Deskripsi Tugas:
Format baris-baris catatan sebagai tabel Markdown dengan kolom "Nomor" dan "Baris Catatan", mulai dari baris yang memuat "Return a bounding box for every brown leaf" dan berakhir pada baris yang memuat "[55,140,69,174]". Lewati baris kosong dan beri setiap baris nomor urut.

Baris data

+++++

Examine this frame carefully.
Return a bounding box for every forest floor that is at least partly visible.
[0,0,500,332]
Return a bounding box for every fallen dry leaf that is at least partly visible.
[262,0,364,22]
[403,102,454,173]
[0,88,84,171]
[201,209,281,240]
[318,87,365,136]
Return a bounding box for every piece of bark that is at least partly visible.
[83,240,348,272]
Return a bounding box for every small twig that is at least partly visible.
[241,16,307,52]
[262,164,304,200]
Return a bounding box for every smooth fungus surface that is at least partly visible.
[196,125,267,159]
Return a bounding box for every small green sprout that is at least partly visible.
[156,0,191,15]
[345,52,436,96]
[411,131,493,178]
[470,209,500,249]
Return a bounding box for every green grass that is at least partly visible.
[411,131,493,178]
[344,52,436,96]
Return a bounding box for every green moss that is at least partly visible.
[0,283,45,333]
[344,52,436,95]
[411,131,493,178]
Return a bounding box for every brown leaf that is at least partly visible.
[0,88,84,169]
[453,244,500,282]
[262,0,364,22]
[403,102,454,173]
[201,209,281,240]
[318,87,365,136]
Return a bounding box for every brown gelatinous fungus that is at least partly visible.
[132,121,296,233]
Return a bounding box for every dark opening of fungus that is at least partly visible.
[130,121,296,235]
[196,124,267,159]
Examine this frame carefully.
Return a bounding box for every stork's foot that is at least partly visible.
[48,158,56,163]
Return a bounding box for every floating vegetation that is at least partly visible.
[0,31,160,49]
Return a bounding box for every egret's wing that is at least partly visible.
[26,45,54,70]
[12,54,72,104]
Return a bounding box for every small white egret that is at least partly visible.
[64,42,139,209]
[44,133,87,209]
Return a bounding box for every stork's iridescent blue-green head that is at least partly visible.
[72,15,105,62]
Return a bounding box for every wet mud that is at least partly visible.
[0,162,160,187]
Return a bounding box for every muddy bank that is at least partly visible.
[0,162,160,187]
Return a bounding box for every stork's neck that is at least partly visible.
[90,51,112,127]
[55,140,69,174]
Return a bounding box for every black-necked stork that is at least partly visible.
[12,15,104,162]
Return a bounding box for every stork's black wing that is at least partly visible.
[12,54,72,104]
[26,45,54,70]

+++++

Penyelesaian Lengkap:
| Nomor | Baris Catatan |
|---|---|
| 1 | Return a bounding box for every brown leaf that is at least partly visible. |
| 2 | [0,88,84,169] |
| 3 | [453,244,500,282] |
| 4 | [262,0,364,22] |
| 5 | [403,102,454,173] |
| 6 | [201,209,281,240] |
| 7 | [318,87,365,136] |
| 8 | Return a bounding box for every brown gelatinous fungus that is at least partly visible. |
| 9 | [132,121,296,233] |
| 10 | Return a bounding box for every dark opening of fungus that is at least partly visible. |
| 11 | [130,121,296,235] |
| 12 | [196,124,267,159] |
| 13 | Examine this frame carefully. |
| 14 | Return a bounding box for every stork's foot that is at least partly visible. |
| 15 | [48,158,56,163] |
| 16 | Return a bounding box for every floating vegetation that is at least partly visible. |
| 17 | [0,31,160,49] |
| 18 | Return a bounding box for every egret's wing that is at least partly visible. |
| 19 | [26,45,54,70] |
| 20 | [12,54,72,104] |
| 21 | Return a bounding box for every small white egret that is at least partly visible. |
| 22 | [64,42,139,209] |
| 23 | [44,133,87,209] |
| 24 | Return a bounding box for every stork's iridescent blue-green head that is at least partly visible. |
| 25 | [72,15,105,62] |
| 26 | Return a bounding box for every wet mud that is at least partly visible. |
| 27 | [0,162,160,187] |
| 28 | Return a bounding box for every muddy bank that is at least partly visible. |
| 29 | [0,162,160,187] |
| 30 | Return a bounding box for every stork's neck that is at least partly visible. |
| 31 | [90,51,112,127] |
| 32 | [55,140,69,174] |